● **ABOUT THIS TASK**: The material must be repeated exactly, with every line intact.

● **LISTED ENTRIES**:
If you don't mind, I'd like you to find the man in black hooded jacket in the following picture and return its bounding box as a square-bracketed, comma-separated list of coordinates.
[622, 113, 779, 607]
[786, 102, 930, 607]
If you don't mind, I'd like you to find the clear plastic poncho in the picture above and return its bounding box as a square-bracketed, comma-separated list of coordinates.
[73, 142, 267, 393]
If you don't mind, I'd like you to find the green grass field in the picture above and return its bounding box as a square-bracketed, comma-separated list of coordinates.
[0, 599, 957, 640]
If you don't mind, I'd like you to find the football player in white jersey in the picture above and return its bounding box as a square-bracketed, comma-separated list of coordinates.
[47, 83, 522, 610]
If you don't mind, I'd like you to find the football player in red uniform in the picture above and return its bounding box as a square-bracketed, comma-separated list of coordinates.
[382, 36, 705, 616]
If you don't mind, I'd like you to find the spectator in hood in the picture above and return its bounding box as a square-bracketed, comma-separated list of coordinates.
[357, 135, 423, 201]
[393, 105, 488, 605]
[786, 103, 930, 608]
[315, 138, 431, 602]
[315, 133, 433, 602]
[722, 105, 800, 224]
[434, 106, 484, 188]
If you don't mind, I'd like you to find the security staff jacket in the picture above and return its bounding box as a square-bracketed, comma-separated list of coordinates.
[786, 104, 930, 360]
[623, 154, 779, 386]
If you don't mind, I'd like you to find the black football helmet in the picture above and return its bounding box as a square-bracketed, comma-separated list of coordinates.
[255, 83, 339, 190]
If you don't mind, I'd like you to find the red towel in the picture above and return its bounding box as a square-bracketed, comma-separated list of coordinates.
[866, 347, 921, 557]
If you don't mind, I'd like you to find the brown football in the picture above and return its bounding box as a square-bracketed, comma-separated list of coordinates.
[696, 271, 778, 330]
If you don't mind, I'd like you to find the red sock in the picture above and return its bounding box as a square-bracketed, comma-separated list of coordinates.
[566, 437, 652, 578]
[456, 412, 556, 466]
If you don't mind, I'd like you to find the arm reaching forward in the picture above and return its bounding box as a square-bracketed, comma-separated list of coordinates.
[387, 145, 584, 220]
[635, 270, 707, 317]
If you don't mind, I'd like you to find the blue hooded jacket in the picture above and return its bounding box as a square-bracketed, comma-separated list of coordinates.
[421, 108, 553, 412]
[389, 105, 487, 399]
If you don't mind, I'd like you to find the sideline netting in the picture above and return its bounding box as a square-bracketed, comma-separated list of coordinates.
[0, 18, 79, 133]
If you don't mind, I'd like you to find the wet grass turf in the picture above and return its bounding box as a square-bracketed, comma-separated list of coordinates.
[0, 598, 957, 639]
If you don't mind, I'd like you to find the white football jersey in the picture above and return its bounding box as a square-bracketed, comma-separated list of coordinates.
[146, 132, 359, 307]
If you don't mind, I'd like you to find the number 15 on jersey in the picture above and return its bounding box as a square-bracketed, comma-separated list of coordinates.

● **RESPONSE TO THIS TASK**:
If you don't mind, I'd like you to find the man in black hooded jacket in the following picture and return its bounding box as a square-bracketed, comma-separated list of coordinates.
[622, 113, 779, 607]
[786, 102, 930, 607]
If you don't mind, I'd like you to find the clear plastic poncho in the picture above and return its bounding box as a square-bracketed, comma-separated list of coordinates.
[73, 142, 267, 393]
If you don't mind, I'd like you to find the green grass field in the picture above and return its bounding box as a square-bracketed, comma-separated list of coordinates.
[0, 599, 957, 640]
If you don't mind, I'd like you to find the football player in white jersey in the picture above and return its bounding box as a square-bracketed, comma-separated list of coordinates.
[47, 83, 522, 610]
If you don't mind, I'd like you to find the football player in red uniform in the picture above and return its bounding box as a square-bracketed, comma-separated list of coordinates.
[382, 36, 705, 616]
If you don't mind, I'd like you to find the spectator in hood in the picture above and return its bounding box as a square-bracketed, comma-separated list of coordinates.
[357, 135, 423, 201]
[393, 105, 488, 605]
[786, 103, 930, 608]
[315, 138, 431, 602]
[315, 133, 433, 602]
[722, 105, 800, 224]
[434, 106, 484, 188]
If you don't mind, I'd like you to find the security staff jacket in the picture above and return its bounding box as a square-bracketed, comma-separated list of coordinates.
[786, 104, 930, 360]
[623, 154, 779, 386]
If you don't mind, I'd like you to find the black football helmet in the picture above and return its bounding box as a square-bracketed, comma-separated list of coordinates.
[255, 83, 339, 190]
If you don't mind, I'd like you to find the red towel in the picture above and return its bounding box as a square-bracketed, comma-separated list of coordinates.
[866, 347, 921, 557]
If you don't mind, I'd like you to find the brown football in the picture above and return its bounding box as a square-bracketed, comma-separated list of coordinates.
[696, 271, 778, 330]
If you don't mind, I'd like you to find the red sock in the picture above and return its bounding box as a square-bracketed, comma-separated list of coordinates.
[566, 437, 652, 578]
[456, 412, 556, 466]
If you don't mind, I'd like you to find the arm reaching forward in the picture above and return its bounding box as a square-bracketed, comma-separated list of coordinates.
[387, 145, 584, 220]
[635, 270, 707, 317]
If you don't mind, I'd like you to find the blue hooded jacket in the picture above and return its bounding box as a square-bracketed, comma-separated list of coordinates.
[421, 108, 553, 412]
[389, 105, 487, 399]
If you don't mind, I'd like you to find the sideline netting in the picture above and return its bounding box as a square-bracketed, comma-separated list of coordinates.
[0, 18, 79, 133]
If you don't mind, I'd like you to find the wet grass turf in the picture above and return its bounding box as a square-bracketed, comma-separated list of coordinates.
[0, 598, 957, 639]
If you don't mind, I'd like you to find the white football jersey in the picture above and return its bounding box as a square-bracketed, comma-separated list of coordinates.
[146, 132, 359, 307]
If you don't mind, I'd like you to find the number 15 on jersey in the picture above and return its bounding box as a square-bracketed, comma-separated list of coordinates.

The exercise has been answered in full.